▸ **Text block**:
- - - - - - -
화학공학소재연구정보센터
Propellants Explosives Pyrotechnics, Vol.26, No.6, 296-301, 2001
Review on the assessment of safety and risks
Historically explosion accidents are linked with energetic materials. There is the further belief, that the proneness to accidents-and their severity-is linked with the sensitivity of these explosives. Consequently there exist seemingly very insensitive materials for which it is believed that their accidental explosion can be ignored, so that safety distances can be reduced to those that apply to materials for which the hazard is assumed to be mass fire rather than mass detonation. Evidence is presented here that shows these assumptions to be invalid. Reports of explosion accidents are gathered here for substances that are not generally considered to be explosives (non UN-class 1 substances, like ammonium nitrate (AN), neat alkali metal chlorates, and even hypochlorites and nitromethane). In most of these cases the proneness of accidents had not been foreseen by testing. The basic explosion mechanisms are of a more general nature than simply those that apply to high explosives. Explosion is not solely a matter of energy, but of any physical power conversion. In order to prove this, a survey of explosion events is given: Natural events, like the impacts of celestial bodies and volcanic eruptions. Fuel/liquid interactions in nature are industrial risks too, which occur at very different occasions and sites: Cellulose processing, the oil industry, foundries, power stations, explosions of hot cinders, chemical processing, fire extinguishing, and (most common) in the kitchen, and (most catastrophic) in nuclear reactors. Explosions of similar type are Hydraulic Transients, Bubble resonance explosions with the possibility associatcd chemical room explosions (BLEVE), Rollovers. Second order effects are sorption/desorption resonance explosions, which most powerful also occur in nature (Nios Lake (CO2-release), Kivu Lake, Monoun Lake, 1984, Tanganjika Lake, all in Africa, and the Ocracoke in the Gulf of Mexico (CH4-release-and at the lowest end shaken champagne bottles. All these explosions are "low probability-high risk" explosive phenomena, which are scarcely coverable by risk studies with the present day scientific tools on explosion phenomena. Up to now only in the nuclear branch a quantitative risk of explosion was brought to attention, therefore, the validity of this approach was carefully examinated.
- - - - - - -
▸ **Dataset extract**:
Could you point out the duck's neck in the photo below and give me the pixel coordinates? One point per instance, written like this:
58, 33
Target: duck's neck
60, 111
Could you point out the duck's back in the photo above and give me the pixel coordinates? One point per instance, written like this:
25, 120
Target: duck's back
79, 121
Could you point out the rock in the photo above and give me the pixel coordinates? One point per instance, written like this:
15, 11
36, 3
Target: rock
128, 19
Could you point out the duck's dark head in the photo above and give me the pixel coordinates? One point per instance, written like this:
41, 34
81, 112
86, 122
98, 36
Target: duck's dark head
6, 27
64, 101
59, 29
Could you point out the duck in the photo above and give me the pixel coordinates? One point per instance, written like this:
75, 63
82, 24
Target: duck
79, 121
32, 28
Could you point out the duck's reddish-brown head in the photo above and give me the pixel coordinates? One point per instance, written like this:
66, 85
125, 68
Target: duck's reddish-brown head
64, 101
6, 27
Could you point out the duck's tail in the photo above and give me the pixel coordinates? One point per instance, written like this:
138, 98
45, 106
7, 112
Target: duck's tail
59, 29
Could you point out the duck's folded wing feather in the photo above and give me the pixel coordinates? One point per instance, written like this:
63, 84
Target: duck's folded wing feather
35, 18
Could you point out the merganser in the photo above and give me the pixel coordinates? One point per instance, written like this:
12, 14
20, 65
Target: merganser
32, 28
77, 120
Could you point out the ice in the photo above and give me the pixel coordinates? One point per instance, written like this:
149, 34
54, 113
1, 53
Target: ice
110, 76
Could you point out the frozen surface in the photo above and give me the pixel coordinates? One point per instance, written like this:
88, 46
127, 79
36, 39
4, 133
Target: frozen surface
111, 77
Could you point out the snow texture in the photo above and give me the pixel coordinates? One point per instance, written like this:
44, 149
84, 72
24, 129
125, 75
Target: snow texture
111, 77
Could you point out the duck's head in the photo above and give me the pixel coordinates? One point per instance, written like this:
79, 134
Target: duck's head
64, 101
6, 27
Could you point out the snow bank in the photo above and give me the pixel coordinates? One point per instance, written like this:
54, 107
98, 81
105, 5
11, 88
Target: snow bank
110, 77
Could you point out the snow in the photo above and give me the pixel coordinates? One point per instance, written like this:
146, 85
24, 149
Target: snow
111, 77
- - - - - - -
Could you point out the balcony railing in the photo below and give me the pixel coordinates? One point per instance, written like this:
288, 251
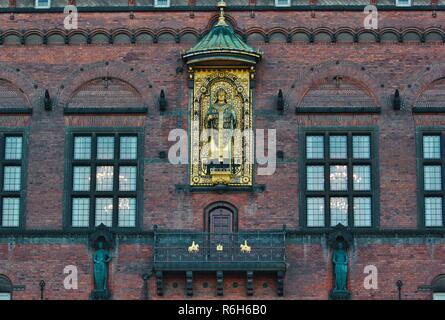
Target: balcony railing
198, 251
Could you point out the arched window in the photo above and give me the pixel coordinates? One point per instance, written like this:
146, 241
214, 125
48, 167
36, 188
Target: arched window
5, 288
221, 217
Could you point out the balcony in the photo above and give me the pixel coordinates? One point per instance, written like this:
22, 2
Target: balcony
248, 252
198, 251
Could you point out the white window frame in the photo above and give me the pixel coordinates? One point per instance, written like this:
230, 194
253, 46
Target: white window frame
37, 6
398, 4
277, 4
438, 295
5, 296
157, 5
- - - - - - -
▸ **Problem to work on**:
Decide whether each statement below agrees with the review abstract on explosion safety and risks. Answer yes or no for each, and quote the deciding words of the abstract exactly.
(a) Most of the accidents the abstract reports had been foreseen by testing.
(b) The abstract names the kitchen as the most common setting for fuel/liquid interactions.
(c) So far, only the nuclear branch has brought a quantitative risk of explosion to attention.

▸ **Exercise answer**:
(a) No: "In most of these cases the proneness of accidents had not been foreseen by testing."
(b) Yes: "and (most common) in the kitchen"
(c) Yes: "Up to now only in the nuclear branch a quantitative risk of explosion was brought to attention"